── SUPPLIED PASSAGE ──

In Gornick’s view, what endures in literature, what makes work great, is what she calls wisdom. And which she defines as occasioning recognition. Recognition. In Old English, gecnawan; from which we derive k-now or know in our modern tongue. So Gornick and the etymology both suggest that wisdom arises from recognition, which is a kind of knowing. It seems to me that perhaps the most wide-ranging and baleful development in our collective contemporary life, is the new preponderance of a practice derived from digital technology which treats knowledge and information as synonymous. For while the way to wisdom leads through knowledge, there is no path to wisdom from information.
In our lives today, we are subject to a dominion of endless digital surveillance; to note this fact is not to break any news. And yet, the sheer scale of the domination continues to defy our imaginative embrace. Virtually everything we do, everything we are, is transmuted now into digital information. Our movements in space, our breathing at night, our expenditures and viewing habits, our internet searches, our conversations in the kitchen and in the bedroom, all of it observed by no one in particular, all of it reduced to data parsed for the patterns that will predict our purchases. But the model isn’t simply predictive. It is also influencing. Daniel Kahneman’s important work in behavioral psychology has demonstrated the effectiveness of unconscious priming. Whether you are aware or not that you’ve seen a word, that word affects your decision making. This is the reason that the technology works so effectively. The regime of screens that increasingly comprises the surface area of our daily cognition operates as a delivery system for unconscious priming, the website banners, the promotions tab in your gmail, the Instagram story you swipe through, the brand names glanced in email headings, the words and images insinuated between posts in feeds of various sorts. Otherwise known as advertising technology, or ad tech for short. The ads we don’t particularly pay attention to shape us more than we know, an array of sensory and meaning stimuli barely strong enough to hold our attention, yet working at every moment to adhere us to the platforms.

───
── GIVEN MATERIAL ──

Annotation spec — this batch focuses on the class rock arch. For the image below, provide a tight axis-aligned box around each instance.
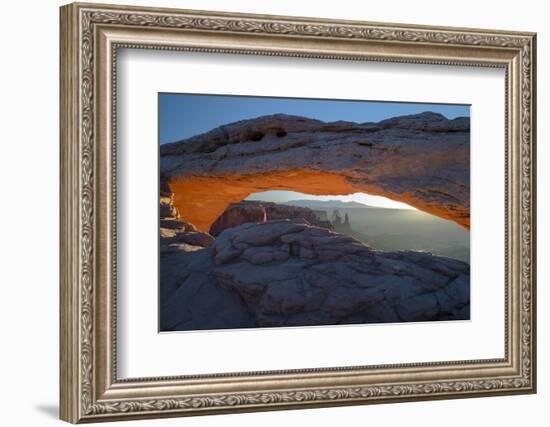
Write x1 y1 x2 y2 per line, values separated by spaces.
160 112 470 231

───

- EXERCISE REQUIREMENTS
**a)** In the passage on wisdom and information, how does Gornick define wisdom?
**b)** According to the passage on wisdom and information, why does the technology work so effectively?
**c)** Copy the passage on wisdom and information word for word, starting at "In Gornick’s view, what" and ending at "wisdom from information.".
The material above isn't needed for anything here.

- SOLUTIONS BELOW
**a)** She defines it as occasioning recognition.

**b)** Kahneman's work shows that unconscious priming works: a word you've seen affects your decisions whether or not you're aware of seeing it. Our screens act as a delivery system for that priming through banners, promotions, feeds and brand names, so ads we barely notice still shape us.

**c)**
In Gornick’s view, what endures in literature, what makes work great, is what she calls wisdom. And which she defines as occasioning recognition. Recognition. In Old English, gecnawan; from which we derive k-now or know in our modern tongue. So Gornick and the etymology both suggest that wisdom arises from recognition, which is a kind of knowing. It seems to me that perhaps the most wide-ranging and baleful development in our collective contemporary life, is the new preponderance of a practice derived from digital technology which treats knowledge and information as synonymous. For while the way to wisdom leads through knowledge, there is no path to wisdom from information.